* [EXERCISE DETAILS] In the thread on natural gum rubber bands below, rename "forks" to "prongs" and give again the part that opens with the words containing "This is interesting." and closes with "they aren't budging.".

* [EXTRACTED TEXT]
----------------------------------------
# Natural Gum Rubber , What A Pleasent Surprise



## fsa46 (Jul 8, 2012)

I bought some tapered ( 9/16" to 7/16" ) Natural Gum Rubber bands from SimpleShot and must say I am pleasantly surprised. For whatever reason, I didn't think I'd be a fan but thought I'd give it a try and I'm sure glad I did.

I shoot all the usual flats and tubes but never really likes the way they shot the big ( heavy ) ammo. I know, I tried many different configurations and some shot
fine but they just weren't for me.

These tapered Natural Gum Rubber flats fit the bill and is exactly what I've been looking for.

This is my first experience with these so I set them up on a ShuttleCraft. They measure 9 1/4" from fork to pouch.

If you notice below, I coped out the band where the band sets in the pouch, not where I tied it. I tied it with four wraps of party balloon.








This is interesting. The rubber is to thick to use the match stick method and I wasn't sure how to attach it to the forks. I just slid it between the "U" single to give it a try to see if it would slip out. If you notice the marks I put on the band to see if in fact they were pulling out when shooting. After repeated shooting they aren't budging.

The only thing I might try different is putting the " dead end " outward instead in.

















I have been shooting 7/16" and 1/2" steel balls with this set up and absolutely love this for shooting the heavy ammo.

It just goes to show, things aren't always what we think. Don't be afraid to try different things, like me, you might be pleasantly surprised.


----------



## treefork (Feb 1, 2010)

Nice shooter !


----------



## oldmiser (Jan 22, 2014)

you can make a loop & use a match stick It will hold fine...I use it on my RH rotating slingshot with gum rubber 5/8" straight cut 12 "long

using 7/16" ammo..~AKAOldmiser


----------



## fsa46 (Jul 8, 2012)

I wasn't worried about it holding OM, I stretched the heck out of it and still couldn't get it into the "U". If you say you did it I'll give it a try again and see what happens.

Thanks for the heads up.


----------



## fsa46 (Jul 8, 2012)

I might add, Nathan ( SimpleShot ) has these on a Christmas sale at 25% off for a couple more days. A super price for this quality Natural Gum Rubber.


----------



## oldmiser (Jan 22, 2014)

fsa46 said:


> I wasn't worried about it holding OM, I stretched the heck out of it and still couldn't get it into the "U". If you say you did it I'll give it a try again and see what happens.
> 
> Thanks for the heads up.


How thick is the Gum Rubber your using? Mine is 1/16" inch Maybe you got the thicker Gum Rubber...

I am having camera issue's for focus but you can see the loop & match stick OM


----------



## grappo73 (Dec 15, 2015)

Well done!!!


----------



## fsa46 (Jul 8, 2012)

OM, I checked my bands and they measure 1/16" also. After reading your first reply, I went down and checked my other RH frames. The "U" on all my other frames have a wider gap so that was the problem and I just opened them a little on that frame and all is fine now.

I never noticed it before because I only shoot .030 and .040 flats in that frame, ( when using flats ).

By the way, I use the paper sticks from Q-Tips for the match stick set up. I like them because they're thinner than match sticks, look neat and do the trick.


----------
----------------------------------------
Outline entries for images
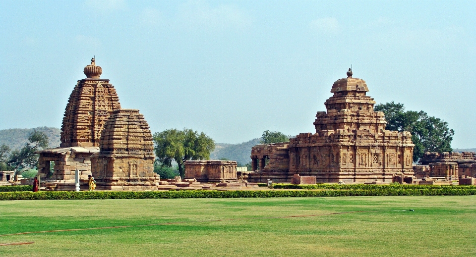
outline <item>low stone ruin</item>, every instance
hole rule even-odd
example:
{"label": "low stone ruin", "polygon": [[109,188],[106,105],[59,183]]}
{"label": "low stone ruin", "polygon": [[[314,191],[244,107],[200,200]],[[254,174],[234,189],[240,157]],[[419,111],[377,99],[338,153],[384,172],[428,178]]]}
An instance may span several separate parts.
{"label": "low stone ruin", "polygon": [[98,189],[157,189],[159,178],[154,172],[154,144],[149,128],[139,110],[113,112],[101,133],[100,151],[91,157]]}

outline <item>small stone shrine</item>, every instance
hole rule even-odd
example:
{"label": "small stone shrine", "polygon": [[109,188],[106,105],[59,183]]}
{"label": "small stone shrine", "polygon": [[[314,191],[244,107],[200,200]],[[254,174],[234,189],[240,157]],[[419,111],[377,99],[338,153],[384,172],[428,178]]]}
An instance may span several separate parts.
{"label": "small stone shrine", "polygon": [[455,180],[459,177],[476,177],[475,159],[476,153],[474,152],[425,153],[419,163],[429,166],[430,177],[446,177],[449,180]]}
{"label": "small stone shrine", "polygon": [[315,133],[252,148],[248,181],[289,182],[298,174],[317,183],[390,183],[413,176],[412,135],[385,129],[367,84],[352,75],[349,69],[347,78],[334,82],[327,112],[316,115]]}
{"label": "small stone shrine", "polygon": [[234,160],[186,160],[185,179],[200,182],[230,182],[238,180],[237,162]]}
{"label": "small stone shrine", "polygon": [[156,190],[154,144],[149,125],[139,110],[116,110],[101,133],[100,152],[91,157],[97,189]]}
{"label": "small stone shrine", "polygon": [[114,86],[109,79],[100,78],[102,68],[96,65],[94,58],[83,72],[86,78],[78,81],[66,106],[60,147],[37,153],[40,155],[38,172],[47,190],[74,190],[76,170],[82,188],[87,188],[85,181],[91,174],[90,156],[99,152],[106,120],[113,110],[120,108]]}

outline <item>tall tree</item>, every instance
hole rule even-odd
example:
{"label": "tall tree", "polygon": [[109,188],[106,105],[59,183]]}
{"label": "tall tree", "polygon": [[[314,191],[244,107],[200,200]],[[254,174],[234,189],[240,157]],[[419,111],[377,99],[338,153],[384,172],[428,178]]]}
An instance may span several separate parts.
{"label": "tall tree", "polygon": [[271,132],[266,130],[263,132],[263,141],[261,144],[273,144],[275,143],[286,142],[289,141],[289,137],[279,131]]}
{"label": "tall tree", "polygon": [[209,159],[210,153],[215,149],[211,138],[191,129],[169,129],[155,133],[153,138],[157,159],[167,167],[172,167],[175,160],[182,178],[185,161]]}
{"label": "tall tree", "polygon": [[448,122],[428,115],[424,111],[405,111],[403,103],[393,101],[375,104],[374,110],[383,111],[389,130],[409,131],[415,145],[413,160],[417,161],[426,152],[451,152],[451,141],[455,131],[448,127]]}
{"label": "tall tree", "polygon": [[28,136],[28,141],[29,143],[21,149],[13,150],[10,154],[7,164],[13,167],[15,173],[36,166],[38,163],[38,154],[35,152],[48,147],[48,136],[42,131],[33,130]]}
{"label": "tall tree", "polygon": [[11,149],[10,147],[3,144],[0,146],[0,171],[8,170],[8,165],[6,164],[8,162],[8,157]]}

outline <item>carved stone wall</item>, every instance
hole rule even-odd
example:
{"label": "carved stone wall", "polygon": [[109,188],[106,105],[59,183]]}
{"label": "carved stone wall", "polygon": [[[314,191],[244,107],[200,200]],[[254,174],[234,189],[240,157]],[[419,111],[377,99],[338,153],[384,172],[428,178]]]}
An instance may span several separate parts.
{"label": "carved stone wall", "polygon": [[101,133],[100,152],[91,156],[99,189],[157,189],[154,147],[149,125],[139,110],[116,110]]}
{"label": "carved stone wall", "polygon": [[[375,112],[365,82],[352,77],[336,81],[334,96],[317,112],[315,134],[301,133],[290,142],[252,148],[250,181],[289,182],[294,174],[315,176],[317,182],[391,183],[412,176],[413,148],[410,132],[386,130],[384,115]],[[268,160],[269,159],[269,160]],[[260,165],[268,164],[262,168]]]}
{"label": "carved stone wall", "polygon": [[94,58],[84,68],[87,77],[78,81],[66,106],[60,147],[99,146],[105,122],[120,108],[114,86],[109,79],[99,78],[102,72]]}
{"label": "carved stone wall", "polygon": [[[438,163],[456,163],[458,165],[457,177],[464,176],[476,176],[476,153],[464,152],[463,153],[425,153],[419,160],[423,165],[434,165],[432,170],[439,170],[441,168],[436,165]],[[431,166],[431,165],[430,165]],[[431,169],[431,166],[430,166]],[[431,172],[430,176],[439,176],[435,174],[440,174],[439,172]],[[442,173],[441,173],[442,174]],[[445,176],[441,176],[444,177]]]}
{"label": "carved stone wall", "polygon": [[185,179],[203,182],[237,181],[237,162],[234,160],[187,160]]}

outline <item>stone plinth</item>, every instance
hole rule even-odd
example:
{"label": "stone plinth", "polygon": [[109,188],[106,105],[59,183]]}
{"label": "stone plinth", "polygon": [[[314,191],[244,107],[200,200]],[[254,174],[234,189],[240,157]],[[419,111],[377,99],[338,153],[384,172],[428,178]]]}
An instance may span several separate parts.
----------------------------------------
* [FINAL ANSWER]
This is interesting. The rubber is to thick to use the match stick method and I wasn't sure how to attach it to the prongs. I just slid it between the "U" single to give it a try to see if it would slip out. If you notice the marks I put on the band to see if in fact they were pulling out when shooting. After repeated shooting they aren't budging.